Your objective: Using the account of the BAsics street gathering, answer yes or no to each statement and quote the deciding words: (a) The Mexican poet recited his poem in English. (b) The police had threatened the college student and her boyfriend a few months earlier. (c) The young man on the milk crate read BAsics for less than half an hour.

Text to read:
A Mexican poet who had recently bought BAsics stepped up to the microphone in mid-afternoon and recited in Spanish one of his poems. He spoke with anger and frustration of a world divided by borders and walls, and of the shameless ways ruling powers have separated people from each other, from ancient times down to the recently built wall on the Mexico/U.S. border. He spoke of the need for a planet without walls or borders.
A jazz trombone accompanied by noise-makers and a drum, shaped sound to in one moment evoke rage and in the next the joy and celebration of triumph, or the possibility of it. Then people started trading readings from the BAsics/Lo BAsico in English and Spanish, jamming together with the musicians—bringing something new and fresh and vibrant to eyes and ears.
A Black woman college student excitedly got off a city bus when she saw the festivities and recognized people from the People's Neighborhood Patrol. A few months earlier the police had threatened her and her boyfriend without cause, and she had been amazed when the Patrol happened onto the scene and called out this illegal and illegitimate activity by the police. Since that night, she said, she has wanted to know more about this movement. She stayed and talked for some time and bought BAsics.
One young man found himself a milk crate and sat down to read at the rear of everything that was going on. He buried his head in BAsics for over an hour, reading passage after passage. He chose a quote about the transition to communism from chapter 2: "A Whole New—And Far Better—World." He had met the revolutionaries marching through Harlem on May Day a year before. He thought communism sounded more like the way things should be, and he was glad to be finding out more about what it actually is.
A knot of Dominicans spoke to us in Spanish, with one older man talking about fighting the U.S. invasion in 1965. Cab drivers from around the world bought the newspaper at the traffic light. European tourists on a double-decker tour bus raised fists as they heard agitation challenging them to get with a new wave of all-the-way communist revolution. People from Africa and the Caribbean Islands, university students, visitors from France and Germany and people from the neighborhood stopped to talk: "Could revolution really be made here?" "Don't get me wrong—we need revolution—what your party does is good—but you have to have God in it somewhere." "Why don't more people know about this guy Avakian?"

Material supplied:

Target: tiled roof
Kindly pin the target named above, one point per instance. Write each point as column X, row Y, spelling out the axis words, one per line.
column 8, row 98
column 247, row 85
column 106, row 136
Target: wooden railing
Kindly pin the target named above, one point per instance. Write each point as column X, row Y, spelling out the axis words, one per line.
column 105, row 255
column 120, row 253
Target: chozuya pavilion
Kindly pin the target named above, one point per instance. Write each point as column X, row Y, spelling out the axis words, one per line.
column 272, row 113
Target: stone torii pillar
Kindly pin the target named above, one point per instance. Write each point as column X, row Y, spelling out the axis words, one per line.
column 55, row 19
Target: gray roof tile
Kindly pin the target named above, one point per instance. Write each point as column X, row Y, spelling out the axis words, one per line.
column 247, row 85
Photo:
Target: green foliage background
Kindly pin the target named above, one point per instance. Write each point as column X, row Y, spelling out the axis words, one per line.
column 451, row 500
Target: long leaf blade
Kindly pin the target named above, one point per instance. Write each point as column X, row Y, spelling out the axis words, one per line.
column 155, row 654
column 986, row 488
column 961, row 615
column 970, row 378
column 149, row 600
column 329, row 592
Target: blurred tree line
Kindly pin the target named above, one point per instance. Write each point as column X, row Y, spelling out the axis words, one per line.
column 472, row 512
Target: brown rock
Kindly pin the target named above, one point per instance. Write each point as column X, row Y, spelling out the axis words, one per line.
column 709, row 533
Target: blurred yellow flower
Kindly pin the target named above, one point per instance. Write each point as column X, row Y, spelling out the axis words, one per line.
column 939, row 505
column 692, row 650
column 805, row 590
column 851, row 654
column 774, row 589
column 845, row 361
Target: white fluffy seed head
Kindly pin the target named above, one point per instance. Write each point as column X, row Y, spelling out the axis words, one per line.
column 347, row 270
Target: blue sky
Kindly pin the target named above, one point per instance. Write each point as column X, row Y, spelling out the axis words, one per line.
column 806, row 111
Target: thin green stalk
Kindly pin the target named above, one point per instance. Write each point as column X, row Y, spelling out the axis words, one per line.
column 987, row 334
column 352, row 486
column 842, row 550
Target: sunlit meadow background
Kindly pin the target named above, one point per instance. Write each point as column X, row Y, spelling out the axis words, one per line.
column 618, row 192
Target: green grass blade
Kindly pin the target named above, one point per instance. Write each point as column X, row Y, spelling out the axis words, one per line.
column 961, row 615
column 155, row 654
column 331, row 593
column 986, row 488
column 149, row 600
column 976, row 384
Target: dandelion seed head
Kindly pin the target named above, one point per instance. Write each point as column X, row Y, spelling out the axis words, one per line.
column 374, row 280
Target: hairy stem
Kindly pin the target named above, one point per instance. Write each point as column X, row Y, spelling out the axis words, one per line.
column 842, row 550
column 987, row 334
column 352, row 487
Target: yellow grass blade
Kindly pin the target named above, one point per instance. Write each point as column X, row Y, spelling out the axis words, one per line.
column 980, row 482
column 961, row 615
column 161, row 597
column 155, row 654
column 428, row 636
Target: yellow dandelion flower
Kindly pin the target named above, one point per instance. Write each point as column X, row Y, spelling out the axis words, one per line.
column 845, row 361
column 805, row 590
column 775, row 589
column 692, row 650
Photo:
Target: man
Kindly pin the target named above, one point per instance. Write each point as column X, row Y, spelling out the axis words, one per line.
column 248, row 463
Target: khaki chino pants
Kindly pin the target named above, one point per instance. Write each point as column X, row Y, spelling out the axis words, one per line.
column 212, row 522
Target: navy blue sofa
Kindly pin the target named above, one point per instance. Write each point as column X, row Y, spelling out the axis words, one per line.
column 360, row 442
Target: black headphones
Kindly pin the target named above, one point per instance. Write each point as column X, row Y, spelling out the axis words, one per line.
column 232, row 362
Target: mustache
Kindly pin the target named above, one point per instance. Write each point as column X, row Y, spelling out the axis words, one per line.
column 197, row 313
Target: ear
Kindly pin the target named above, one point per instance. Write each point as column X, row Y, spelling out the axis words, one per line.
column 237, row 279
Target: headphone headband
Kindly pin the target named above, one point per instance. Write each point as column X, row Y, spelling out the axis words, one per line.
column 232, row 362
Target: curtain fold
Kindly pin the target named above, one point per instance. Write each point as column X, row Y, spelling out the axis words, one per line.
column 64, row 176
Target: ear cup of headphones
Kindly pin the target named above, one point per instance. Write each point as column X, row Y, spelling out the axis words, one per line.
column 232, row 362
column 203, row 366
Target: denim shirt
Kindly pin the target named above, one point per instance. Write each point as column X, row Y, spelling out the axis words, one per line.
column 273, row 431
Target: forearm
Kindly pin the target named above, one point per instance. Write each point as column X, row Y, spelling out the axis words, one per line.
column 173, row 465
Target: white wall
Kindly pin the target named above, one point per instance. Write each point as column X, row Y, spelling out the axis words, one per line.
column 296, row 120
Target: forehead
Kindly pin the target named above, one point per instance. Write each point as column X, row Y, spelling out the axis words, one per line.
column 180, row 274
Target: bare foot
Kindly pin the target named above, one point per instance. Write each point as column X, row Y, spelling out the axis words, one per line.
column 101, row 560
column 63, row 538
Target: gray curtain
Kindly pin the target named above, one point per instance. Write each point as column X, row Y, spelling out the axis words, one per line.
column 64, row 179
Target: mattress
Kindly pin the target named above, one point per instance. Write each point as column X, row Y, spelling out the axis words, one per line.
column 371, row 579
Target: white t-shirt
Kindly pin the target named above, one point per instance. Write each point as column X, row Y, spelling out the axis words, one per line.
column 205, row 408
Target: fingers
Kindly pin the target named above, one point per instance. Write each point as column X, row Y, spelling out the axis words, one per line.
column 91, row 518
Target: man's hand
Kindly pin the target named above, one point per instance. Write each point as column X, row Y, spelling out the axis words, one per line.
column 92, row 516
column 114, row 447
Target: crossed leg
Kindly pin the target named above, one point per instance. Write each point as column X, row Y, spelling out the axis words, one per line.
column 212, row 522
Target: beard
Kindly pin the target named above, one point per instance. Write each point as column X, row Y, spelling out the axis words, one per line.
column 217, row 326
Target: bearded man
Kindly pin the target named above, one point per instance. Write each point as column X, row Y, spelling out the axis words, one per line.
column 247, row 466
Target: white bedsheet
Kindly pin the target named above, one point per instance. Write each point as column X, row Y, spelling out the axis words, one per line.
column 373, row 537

Task answer:
(a) No: "recited in Spanish one of his poems"
(b) Yes: "A few months earlier the police had threatened her and her boyfriend without cause"
(c) No: "He buried his head in BAsics for over an hour"